Dataset records:
○ ○ ○

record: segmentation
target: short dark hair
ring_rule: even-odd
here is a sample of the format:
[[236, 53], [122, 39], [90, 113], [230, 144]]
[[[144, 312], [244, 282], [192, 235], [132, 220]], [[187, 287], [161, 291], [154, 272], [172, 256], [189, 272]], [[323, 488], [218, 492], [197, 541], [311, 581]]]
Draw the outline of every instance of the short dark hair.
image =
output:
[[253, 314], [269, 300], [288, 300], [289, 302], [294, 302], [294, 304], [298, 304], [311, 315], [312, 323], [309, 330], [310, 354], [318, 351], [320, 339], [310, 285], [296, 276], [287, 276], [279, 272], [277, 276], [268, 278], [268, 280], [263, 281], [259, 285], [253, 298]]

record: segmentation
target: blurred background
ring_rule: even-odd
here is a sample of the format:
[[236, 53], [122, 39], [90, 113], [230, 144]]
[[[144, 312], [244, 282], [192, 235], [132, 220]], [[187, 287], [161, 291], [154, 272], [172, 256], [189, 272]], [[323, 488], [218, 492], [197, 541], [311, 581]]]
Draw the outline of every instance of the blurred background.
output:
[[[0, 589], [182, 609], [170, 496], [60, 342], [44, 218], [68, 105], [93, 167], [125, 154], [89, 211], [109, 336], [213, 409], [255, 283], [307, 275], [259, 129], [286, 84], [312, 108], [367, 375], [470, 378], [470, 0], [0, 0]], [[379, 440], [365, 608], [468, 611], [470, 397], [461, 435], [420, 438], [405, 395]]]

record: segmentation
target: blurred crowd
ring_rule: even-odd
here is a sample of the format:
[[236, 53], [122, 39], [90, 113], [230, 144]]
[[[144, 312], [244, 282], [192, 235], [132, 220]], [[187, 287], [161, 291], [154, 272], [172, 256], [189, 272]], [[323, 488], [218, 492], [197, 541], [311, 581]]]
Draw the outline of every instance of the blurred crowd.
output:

○ ○ ○

**EXERCISE DETAILS:** Rewrite all of the data above, putting "out-of-focus" in place of "blurred" and leaving everything else unchanged.

**FINAL RESULT:**
record: segmentation
target: short dark hair
ring_rule: even-odd
here is a sample of the format:
[[236, 53], [122, 39], [90, 113], [230, 144]]
[[[144, 312], [244, 282], [192, 235], [132, 220]], [[187, 287], [161, 291], [154, 272], [172, 256], [189, 272]], [[323, 488], [218, 492], [197, 541], [311, 581]]]
Draw the outline of every instance of the short dark hair.
image =
output:
[[253, 314], [269, 300], [288, 300], [289, 302], [294, 302], [294, 304], [298, 304], [311, 315], [312, 323], [309, 330], [310, 354], [318, 351], [320, 339], [310, 285], [296, 276], [287, 276], [279, 272], [277, 276], [268, 278], [268, 280], [263, 281], [259, 285], [253, 298]]

record: segmentation
target: out-of-focus background
ring_rule: even-odd
here is a sample of the format:
[[236, 53], [122, 39], [90, 113], [230, 144]]
[[[144, 312], [244, 282], [192, 235], [132, 220]], [[187, 287], [161, 291], [154, 272], [172, 256], [189, 272]], [[323, 488], [218, 492], [197, 541], [311, 581]]]
Draw the outline of every instance of the out-of-focus background.
output:
[[[0, 589], [182, 609], [170, 496], [60, 342], [44, 218], [68, 105], [93, 167], [125, 154], [89, 211], [109, 336], [213, 409], [255, 283], [307, 275], [259, 129], [286, 84], [312, 108], [367, 375], [470, 378], [470, 0], [0, 0]], [[379, 440], [365, 608], [468, 611], [470, 397], [461, 435], [420, 438], [405, 395]]]

record: segmentation
target: out-of-focus crowd
ring_rule: even-odd
here is a sample of the format:
[[236, 53], [122, 39], [90, 113], [230, 144]]
[[[144, 312], [244, 282], [192, 235], [132, 220]], [[187, 287], [161, 291], [154, 272], [172, 256], [189, 272]], [[323, 488], [218, 492], [197, 541], [311, 581]]]
Draw the outline of every instance of the out-of-focus crowd.
output:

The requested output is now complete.